REPUBLIKA.CO.ID, JAKARTA -- Harga daging sapi yang kembali tinggi memunculkan urgensi untuk membenahi rantai distribusi dan logistik dari komoditas pangan yang satu ini. Proses ini menimbulkan biaya tambahan yang tidak sedikit yang pada akhirnya mempengaruhi harga jual.
Board Members Center for Indonesian Policy Studies (CIPS) Dr Risti Permani menyatakan rantai distribusi daging sapi yang panjang menimbulkan biaya tambahan yang cukup tinggi. Sehingga, tutur dia, kenaikan di harga logistik dan transportasi akan berdampak signifikan padamodal produksi daging sapi di tingkat produsen.
"Belum lagi adanya kebijakan eksternal yang turut berdampak, seperti kenaikan harga bahan bakar minyak,” tutur dia.
Ia menyebut, sebenarnya harga sapi bakalan dari Australia mulai stabil di awal 2023 ini dengan membaiknya persediaan sapi di bagian utara Australia dan iklim yang mendukung. Hanya saja model bisnis yang ada saat ini di mana importir mendatangkan sapi bakalan yang kemudian harus digemukkan di feedlots dan dipotong di Indonesia membutuhkan waktu yang lama dan biaya yang tinggi hingga daging sapi mencapai konsumen akhir.
Setelah melalui proses penggemukan dan pemotongan hewan, proses selanjutnya adalah menjual daging sapi yang dihasilkan ke pedagang grosir berskala besar di pasar atau melalui tengkulak yang membantu Rumah Potong Hewan (RPH) untuk mendapatkan pembeli.

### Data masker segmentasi

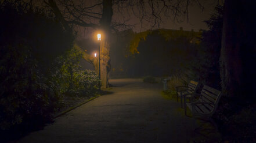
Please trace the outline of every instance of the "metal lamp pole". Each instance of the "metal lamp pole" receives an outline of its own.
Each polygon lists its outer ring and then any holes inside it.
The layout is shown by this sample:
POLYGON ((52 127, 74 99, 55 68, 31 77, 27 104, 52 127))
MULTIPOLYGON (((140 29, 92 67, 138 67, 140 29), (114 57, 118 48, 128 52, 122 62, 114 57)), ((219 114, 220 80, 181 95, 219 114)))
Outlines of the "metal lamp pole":
MULTIPOLYGON (((99 78, 100 80, 100 41, 102 38, 101 34, 98 34, 98 40, 99 41, 99 78)), ((99 89, 100 90, 100 85, 99 86, 99 89)))

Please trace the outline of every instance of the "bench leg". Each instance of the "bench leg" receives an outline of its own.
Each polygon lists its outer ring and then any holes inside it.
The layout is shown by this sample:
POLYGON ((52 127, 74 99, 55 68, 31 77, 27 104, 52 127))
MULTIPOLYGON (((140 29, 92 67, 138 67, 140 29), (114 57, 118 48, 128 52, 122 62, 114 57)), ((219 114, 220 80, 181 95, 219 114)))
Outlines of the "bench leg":
POLYGON ((177 96, 177 102, 179 101, 179 96, 178 96, 178 92, 176 93, 176 95, 177 96))

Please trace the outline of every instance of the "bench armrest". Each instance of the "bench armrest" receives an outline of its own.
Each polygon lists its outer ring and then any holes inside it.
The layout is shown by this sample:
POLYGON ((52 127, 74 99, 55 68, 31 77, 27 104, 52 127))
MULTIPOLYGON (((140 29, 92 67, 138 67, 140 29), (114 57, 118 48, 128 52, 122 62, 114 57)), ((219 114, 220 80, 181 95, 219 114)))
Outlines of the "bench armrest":
POLYGON ((200 94, 196 93, 186 93, 186 94, 185 94, 185 95, 182 95, 182 96, 184 97, 186 97, 186 96, 187 96, 188 95, 191 95, 192 96, 201 96, 200 94))
POLYGON ((214 103, 212 103, 211 102, 192 102, 190 103, 191 106, 194 106, 196 104, 211 104, 212 106, 214 106, 214 103))
POLYGON ((184 89, 184 90, 179 91, 179 92, 186 92, 186 91, 192 91, 192 92, 194 92, 194 90, 193 90, 193 89, 184 89))
POLYGON ((176 91, 177 92, 179 92, 179 89, 181 88, 188 88, 189 87, 188 86, 176 86, 176 91))

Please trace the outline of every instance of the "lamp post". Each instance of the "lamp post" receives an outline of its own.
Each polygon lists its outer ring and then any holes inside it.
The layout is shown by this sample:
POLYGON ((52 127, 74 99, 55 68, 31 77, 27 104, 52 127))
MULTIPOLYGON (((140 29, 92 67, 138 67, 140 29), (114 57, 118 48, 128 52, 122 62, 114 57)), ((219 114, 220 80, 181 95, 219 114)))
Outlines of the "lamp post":
MULTIPOLYGON (((97 35, 98 40, 99 41, 99 78, 100 80, 100 41, 102 40, 102 35, 99 33, 97 35)), ((100 90, 100 85, 99 86, 100 90)))

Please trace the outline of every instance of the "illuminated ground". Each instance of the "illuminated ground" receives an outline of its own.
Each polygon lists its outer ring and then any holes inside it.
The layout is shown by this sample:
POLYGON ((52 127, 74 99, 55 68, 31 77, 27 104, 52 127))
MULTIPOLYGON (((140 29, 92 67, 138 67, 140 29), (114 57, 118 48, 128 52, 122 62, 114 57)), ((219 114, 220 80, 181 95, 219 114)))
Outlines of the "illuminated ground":
POLYGON ((164 99, 161 84, 111 80, 113 94, 100 96, 57 118, 19 142, 186 142, 196 121, 180 103, 164 99))

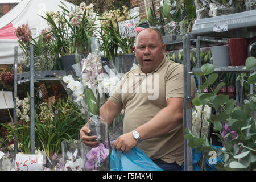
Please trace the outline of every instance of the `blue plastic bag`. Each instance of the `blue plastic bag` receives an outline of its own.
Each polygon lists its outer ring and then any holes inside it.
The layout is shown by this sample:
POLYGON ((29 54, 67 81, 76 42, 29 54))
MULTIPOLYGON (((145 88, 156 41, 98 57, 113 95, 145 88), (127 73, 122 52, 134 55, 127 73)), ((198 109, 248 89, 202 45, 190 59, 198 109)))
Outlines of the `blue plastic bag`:
POLYGON ((142 151, 134 147, 128 153, 115 151, 110 155, 110 171, 163 171, 142 151))

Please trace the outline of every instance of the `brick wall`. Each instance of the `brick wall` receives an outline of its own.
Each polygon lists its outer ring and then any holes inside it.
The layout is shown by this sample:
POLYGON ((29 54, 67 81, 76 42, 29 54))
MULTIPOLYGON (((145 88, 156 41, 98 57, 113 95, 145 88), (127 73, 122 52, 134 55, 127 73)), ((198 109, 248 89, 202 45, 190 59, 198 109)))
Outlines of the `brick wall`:
POLYGON ((18 3, 0 3, 0 18, 11 10, 16 5, 18 5, 18 3))
MULTIPOLYGON (((145 2, 146 3, 147 9, 148 9, 149 6, 152 8, 151 1, 151 0, 130 0, 130 6, 131 6, 131 9, 135 7, 139 7, 139 17, 141 20, 147 16, 145 2)), ((159 1, 154 0, 154 1, 155 9, 158 9, 159 7, 159 1)), ((156 16, 158 14, 156 14, 156 16)))

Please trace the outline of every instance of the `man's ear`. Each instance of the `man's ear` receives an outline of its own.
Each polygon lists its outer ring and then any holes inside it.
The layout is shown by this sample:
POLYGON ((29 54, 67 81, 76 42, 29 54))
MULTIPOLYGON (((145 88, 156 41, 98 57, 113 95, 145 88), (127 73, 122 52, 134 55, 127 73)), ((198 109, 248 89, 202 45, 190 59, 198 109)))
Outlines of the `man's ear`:
POLYGON ((166 52, 166 44, 163 44, 163 51, 164 51, 164 52, 166 52))

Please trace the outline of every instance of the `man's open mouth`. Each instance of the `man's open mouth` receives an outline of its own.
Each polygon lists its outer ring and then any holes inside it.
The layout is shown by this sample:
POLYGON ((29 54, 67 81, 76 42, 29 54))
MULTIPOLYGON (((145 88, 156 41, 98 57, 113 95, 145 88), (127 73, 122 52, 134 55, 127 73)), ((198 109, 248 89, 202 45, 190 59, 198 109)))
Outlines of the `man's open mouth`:
POLYGON ((144 59, 144 61, 145 61, 145 62, 150 62, 151 61, 151 60, 149 59, 144 59))

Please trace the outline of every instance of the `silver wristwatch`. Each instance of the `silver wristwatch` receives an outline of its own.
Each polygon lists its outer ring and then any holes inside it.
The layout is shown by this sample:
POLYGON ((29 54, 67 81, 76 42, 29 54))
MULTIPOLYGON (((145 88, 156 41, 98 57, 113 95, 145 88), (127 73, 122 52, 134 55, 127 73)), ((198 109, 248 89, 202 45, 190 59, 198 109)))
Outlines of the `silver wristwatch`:
POLYGON ((139 133, 136 131, 135 130, 133 130, 133 138, 134 138, 136 141, 138 142, 138 143, 141 143, 141 140, 140 138, 141 135, 139 135, 139 133))

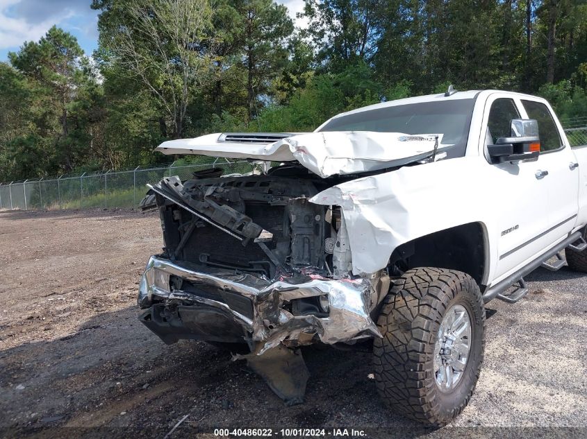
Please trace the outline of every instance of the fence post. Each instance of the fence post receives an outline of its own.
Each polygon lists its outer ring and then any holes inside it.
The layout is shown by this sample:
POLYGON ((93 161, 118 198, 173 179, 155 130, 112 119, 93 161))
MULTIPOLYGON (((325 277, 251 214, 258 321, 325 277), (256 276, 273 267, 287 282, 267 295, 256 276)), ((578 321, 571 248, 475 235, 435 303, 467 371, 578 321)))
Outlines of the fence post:
POLYGON ((24 210, 26 210, 26 182, 28 181, 28 179, 24 180, 24 182, 22 183, 22 191, 24 193, 24 210))
POLYGON ((80 200, 80 205, 81 205, 81 199, 83 198, 83 187, 81 184, 81 178, 85 175, 84 172, 79 176, 79 200, 80 200))
POLYGON ((59 184, 59 180, 61 180, 61 177, 63 175, 60 175, 57 178, 57 203, 59 206, 59 208, 61 209, 61 187, 59 184))
MULTIPOLYGON (((41 180, 43 178, 41 177, 41 180)), ((41 180, 39 180, 39 207, 42 209, 44 207, 44 205, 43 205, 43 191, 41 190, 41 180)))
POLYGON ((108 173, 110 169, 106 171, 104 174, 104 209, 108 209, 108 173))
POLYGON ((133 209, 137 207, 137 169, 140 166, 137 166, 133 171, 133 209))

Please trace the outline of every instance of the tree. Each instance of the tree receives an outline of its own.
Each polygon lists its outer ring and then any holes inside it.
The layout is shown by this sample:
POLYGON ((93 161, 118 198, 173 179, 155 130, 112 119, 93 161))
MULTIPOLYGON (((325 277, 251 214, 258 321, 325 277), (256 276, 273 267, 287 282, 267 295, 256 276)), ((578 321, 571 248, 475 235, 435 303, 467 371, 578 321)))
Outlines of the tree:
POLYGON ((288 61, 285 43, 293 32, 287 8, 272 0, 244 0, 235 8, 242 17, 242 67, 246 71, 248 119, 257 113, 258 98, 266 94, 288 61))
POLYGON ((349 62, 370 62, 377 52, 381 33, 381 14, 386 2, 379 0, 304 0, 306 33, 320 62, 329 71, 340 71, 349 62))
POLYGON ((171 136, 181 137, 193 89, 204 87, 211 71, 204 50, 211 26, 208 0, 94 0, 92 8, 106 12, 100 42, 117 74, 140 81, 165 112, 171 136))

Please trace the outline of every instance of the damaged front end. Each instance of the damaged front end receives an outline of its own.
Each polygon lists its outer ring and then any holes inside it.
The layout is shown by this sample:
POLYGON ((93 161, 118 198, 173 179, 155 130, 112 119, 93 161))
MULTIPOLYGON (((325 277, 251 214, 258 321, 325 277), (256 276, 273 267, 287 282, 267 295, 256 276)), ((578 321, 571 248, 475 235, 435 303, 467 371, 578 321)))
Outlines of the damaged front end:
POLYGON ((290 366, 294 354, 303 365, 291 350, 301 345, 381 336, 372 313, 389 287, 385 271, 352 275, 340 209, 309 201, 333 184, 282 166, 152 186, 142 207, 158 208, 165 247, 140 282, 141 321, 167 343, 248 344, 251 366, 279 396, 299 402, 305 379, 291 392, 267 365, 290 366))

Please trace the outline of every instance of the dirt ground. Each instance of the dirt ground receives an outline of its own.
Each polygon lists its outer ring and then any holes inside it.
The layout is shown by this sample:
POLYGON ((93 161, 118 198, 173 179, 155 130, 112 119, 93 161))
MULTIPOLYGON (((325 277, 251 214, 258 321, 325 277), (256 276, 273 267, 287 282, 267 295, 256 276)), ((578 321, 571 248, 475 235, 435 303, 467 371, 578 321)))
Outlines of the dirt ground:
POLYGON ((229 354, 163 343, 135 304, 144 264, 162 244, 154 214, 0 212, 0 436, 214 437, 233 427, 587 435, 586 277, 539 269, 527 299, 488 304, 475 394, 433 431, 381 404, 367 352, 306 349, 306 402, 286 407, 229 354))

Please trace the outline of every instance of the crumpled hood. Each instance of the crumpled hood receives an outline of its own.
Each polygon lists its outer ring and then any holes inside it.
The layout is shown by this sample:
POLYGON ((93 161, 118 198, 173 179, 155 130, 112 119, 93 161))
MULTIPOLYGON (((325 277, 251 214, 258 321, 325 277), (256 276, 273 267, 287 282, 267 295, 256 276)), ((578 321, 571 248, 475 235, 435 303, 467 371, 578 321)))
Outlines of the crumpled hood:
MULTIPOLYGON (((245 137, 241 136, 242 137, 245 137)), ((443 135, 371 131, 325 131, 286 137, 272 143, 226 141, 220 133, 163 142, 163 154, 196 154, 272 162, 296 160, 322 178, 402 166, 430 155, 443 135)))

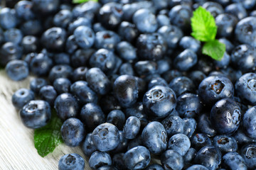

### Yang Perlu Dikerjakan
1. Salin kata demi kata bagian teks tentang harga daging sapi, mulai dari "REPUBLIKA.CO.ID, JAKARTA -- Harga" dan terus sampai "di tingkat produsen.".
2. Menurut teks tentang harga daging sapi, kapan harga sapi bakalan dari Australia mulai stabil?
Kerjakan hanya dengan berpegang pada teks yang diberikan.

### Jawaban Tiap Tugas
1.
REPUBLIKA.CO.ID, JAKARTA -- Harga daging sapi yang kembali tinggi memunculkan urgensi untuk membenahi rantai distribusi dan logistik dari komoditas pangan yang satu ini. Proses ini menimbulkan biaya tambahan yang tidak sedikit yang pada akhirnya mempengaruhi harga jual.
Board Members Center for Indonesian Policy Studies (CIPS) Dr Risti Permani menyatakan rantai distribusi daging sapi yang panjang menimbulkan biaya tambahan yang cukup tinggi. Sehingga, tutur dia, kenaikan di harga logistik dan transportasi akan berdampak signifikan padamodal produksi daging sapi di tingkat produsen.

2. Di awal 2023.